**WHAT IS REQUIRED:** Extract every line of the material below, from its first line through the line that contains "pixel 807 594", including both ends, and repeat them word for word.

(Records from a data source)
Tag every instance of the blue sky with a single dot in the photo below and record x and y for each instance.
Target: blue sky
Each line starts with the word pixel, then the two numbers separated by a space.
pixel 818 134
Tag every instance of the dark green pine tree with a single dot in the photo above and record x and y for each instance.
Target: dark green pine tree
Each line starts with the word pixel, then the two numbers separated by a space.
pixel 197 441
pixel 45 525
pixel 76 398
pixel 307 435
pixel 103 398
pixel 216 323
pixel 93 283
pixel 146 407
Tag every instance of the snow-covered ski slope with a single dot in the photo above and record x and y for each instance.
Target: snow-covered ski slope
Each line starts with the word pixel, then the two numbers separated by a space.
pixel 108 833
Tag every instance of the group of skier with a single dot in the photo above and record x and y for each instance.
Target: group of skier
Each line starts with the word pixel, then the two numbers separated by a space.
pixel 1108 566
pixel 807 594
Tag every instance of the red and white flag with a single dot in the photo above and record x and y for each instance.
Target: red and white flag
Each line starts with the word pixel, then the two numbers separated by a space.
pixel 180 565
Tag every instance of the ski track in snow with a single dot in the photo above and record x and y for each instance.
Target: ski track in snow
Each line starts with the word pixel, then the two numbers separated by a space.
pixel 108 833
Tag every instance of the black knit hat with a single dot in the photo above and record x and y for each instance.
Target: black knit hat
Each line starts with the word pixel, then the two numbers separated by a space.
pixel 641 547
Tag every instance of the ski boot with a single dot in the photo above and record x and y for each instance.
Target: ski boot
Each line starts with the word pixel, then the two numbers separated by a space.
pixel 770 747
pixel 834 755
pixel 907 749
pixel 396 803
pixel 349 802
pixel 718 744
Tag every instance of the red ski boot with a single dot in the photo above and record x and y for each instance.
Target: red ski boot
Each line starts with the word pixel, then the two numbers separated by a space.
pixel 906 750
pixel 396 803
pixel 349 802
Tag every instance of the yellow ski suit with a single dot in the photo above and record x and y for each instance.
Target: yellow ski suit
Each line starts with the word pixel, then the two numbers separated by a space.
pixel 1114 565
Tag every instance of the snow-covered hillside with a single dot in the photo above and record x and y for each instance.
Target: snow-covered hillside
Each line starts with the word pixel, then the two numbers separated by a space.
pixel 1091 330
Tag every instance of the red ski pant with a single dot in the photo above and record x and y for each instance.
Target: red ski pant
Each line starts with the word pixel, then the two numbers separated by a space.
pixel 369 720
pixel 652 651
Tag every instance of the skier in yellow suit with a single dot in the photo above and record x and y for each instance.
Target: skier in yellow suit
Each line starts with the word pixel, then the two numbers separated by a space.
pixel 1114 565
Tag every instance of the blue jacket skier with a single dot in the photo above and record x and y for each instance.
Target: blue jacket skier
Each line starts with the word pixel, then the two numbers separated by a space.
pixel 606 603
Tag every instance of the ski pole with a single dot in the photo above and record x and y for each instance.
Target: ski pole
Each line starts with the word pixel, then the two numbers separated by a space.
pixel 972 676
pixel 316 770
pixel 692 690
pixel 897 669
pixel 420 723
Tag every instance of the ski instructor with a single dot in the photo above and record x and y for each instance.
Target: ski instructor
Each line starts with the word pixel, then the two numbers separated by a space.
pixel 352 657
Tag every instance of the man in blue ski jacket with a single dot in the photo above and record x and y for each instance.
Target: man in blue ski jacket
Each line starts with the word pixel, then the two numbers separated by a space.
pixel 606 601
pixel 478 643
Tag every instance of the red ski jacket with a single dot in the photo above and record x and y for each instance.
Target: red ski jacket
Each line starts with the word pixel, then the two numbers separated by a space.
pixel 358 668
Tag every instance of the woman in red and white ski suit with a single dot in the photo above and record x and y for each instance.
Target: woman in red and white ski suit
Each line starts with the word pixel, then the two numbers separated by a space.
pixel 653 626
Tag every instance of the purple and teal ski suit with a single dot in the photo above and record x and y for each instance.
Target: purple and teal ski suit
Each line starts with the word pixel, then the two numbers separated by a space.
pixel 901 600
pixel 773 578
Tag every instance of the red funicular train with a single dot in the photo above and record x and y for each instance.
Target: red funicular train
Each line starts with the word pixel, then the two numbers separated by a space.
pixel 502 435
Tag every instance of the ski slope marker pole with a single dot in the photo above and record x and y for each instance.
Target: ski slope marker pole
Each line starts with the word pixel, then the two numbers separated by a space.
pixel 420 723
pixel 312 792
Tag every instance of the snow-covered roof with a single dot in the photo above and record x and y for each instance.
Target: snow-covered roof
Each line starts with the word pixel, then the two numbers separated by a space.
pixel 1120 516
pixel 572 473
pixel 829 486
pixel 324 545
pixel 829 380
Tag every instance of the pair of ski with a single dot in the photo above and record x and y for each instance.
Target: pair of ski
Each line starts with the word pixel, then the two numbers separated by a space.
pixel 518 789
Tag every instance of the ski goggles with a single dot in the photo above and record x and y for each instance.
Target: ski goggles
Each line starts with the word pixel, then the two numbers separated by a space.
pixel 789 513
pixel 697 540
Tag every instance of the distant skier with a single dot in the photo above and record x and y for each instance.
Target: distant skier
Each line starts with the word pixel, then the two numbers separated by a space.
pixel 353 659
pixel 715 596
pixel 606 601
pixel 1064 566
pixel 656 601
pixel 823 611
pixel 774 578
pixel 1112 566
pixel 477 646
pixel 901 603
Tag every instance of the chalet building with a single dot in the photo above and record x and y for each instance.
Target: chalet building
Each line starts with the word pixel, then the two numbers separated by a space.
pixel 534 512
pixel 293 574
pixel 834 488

**CORRECT RESPONSE:**
Tag every instance of the blue sky with a single dot in the photo below and record x and y for each instance.
Target: blue sky
Each line starts with the word pixel, then the two numbers separated by a space.
pixel 818 134
Tag every instance of the dark green pine tree with a single dot in the photo above and record x and y for each instance.
Target: dark green pine tree
Each line starts with the word pixel, then the two numbers separated by a space.
pixel 197 441
pixel 45 525
pixel 76 398
pixel 307 435
pixel 103 398
pixel 216 323
pixel 93 283
pixel 146 407
Tag every instance of the snow-covered ski slope with a single dot in the photo above and record x and y for each instance.
Target: snow-covered ski slope
Each line starts with the word pixel, then the two numbers separated by a space.
pixel 108 833
Tag every instance of the group of skier with a single dot in the photo above and record x and y for each instance.
Target: group of skier
Each line starts with the word pixel, then the two numbers separated by a space.
pixel 1108 566
pixel 807 594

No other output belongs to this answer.